(Rows from a pointing dataset)
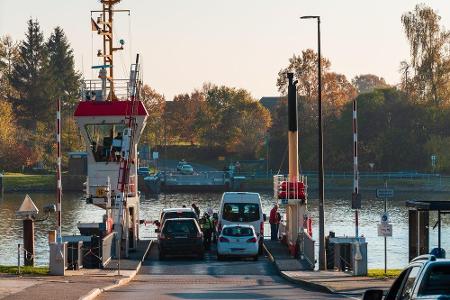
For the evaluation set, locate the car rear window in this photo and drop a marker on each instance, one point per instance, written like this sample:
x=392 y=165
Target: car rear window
x=436 y=281
x=237 y=231
x=182 y=227
x=179 y=214
x=241 y=212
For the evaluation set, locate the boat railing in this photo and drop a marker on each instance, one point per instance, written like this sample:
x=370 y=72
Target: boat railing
x=93 y=90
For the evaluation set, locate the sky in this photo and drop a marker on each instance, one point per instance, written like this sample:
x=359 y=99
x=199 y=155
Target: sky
x=238 y=43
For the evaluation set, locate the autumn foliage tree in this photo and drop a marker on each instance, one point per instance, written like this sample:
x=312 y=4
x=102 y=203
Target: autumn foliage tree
x=429 y=63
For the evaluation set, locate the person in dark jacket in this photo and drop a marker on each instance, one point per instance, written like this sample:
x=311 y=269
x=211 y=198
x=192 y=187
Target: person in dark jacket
x=274 y=221
x=196 y=209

INSTRUCTIONS TO FOLLOW ▸
Every line should be retyped exactly, with the pictures omitted.

THE COMPLETED TASK ▸
For the evaluation set, locate the car rear window in this photo and drop a marker on each instance, one point per instance, written like this sample:
x=392 y=165
Target: car rear window
x=436 y=281
x=237 y=231
x=182 y=227
x=179 y=214
x=241 y=212
For the evaluation set, locate the boat railing in this photo and drop a marker on each instance, one point per instance, written like this sample:
x=370 y=72
Target: boat railing
x=93 y=90
For the evaluation set, locate the sky in this photo and drop a marker on each instance, one point per instance, written like this sample:
x=359 y=99
x=199 y=155
Target: sky
x=238 y=43
For the evaluation set, locate the autumn foliage tree in this photo and drop a marker on each instance, one point per instance, written like this sample:
x=312 y=4
x=102 y=203
Target: autumn foliage tree
x=429 y=63
For the evaluation set, locate the person in dark jacket in this photo and drop a marker on each instance, one point per instance, written like this sample:
x=311 y=269
x=211 y=198
x=192 y=187
Target: person in dark jacket
x=274 y=221
x=196 y=209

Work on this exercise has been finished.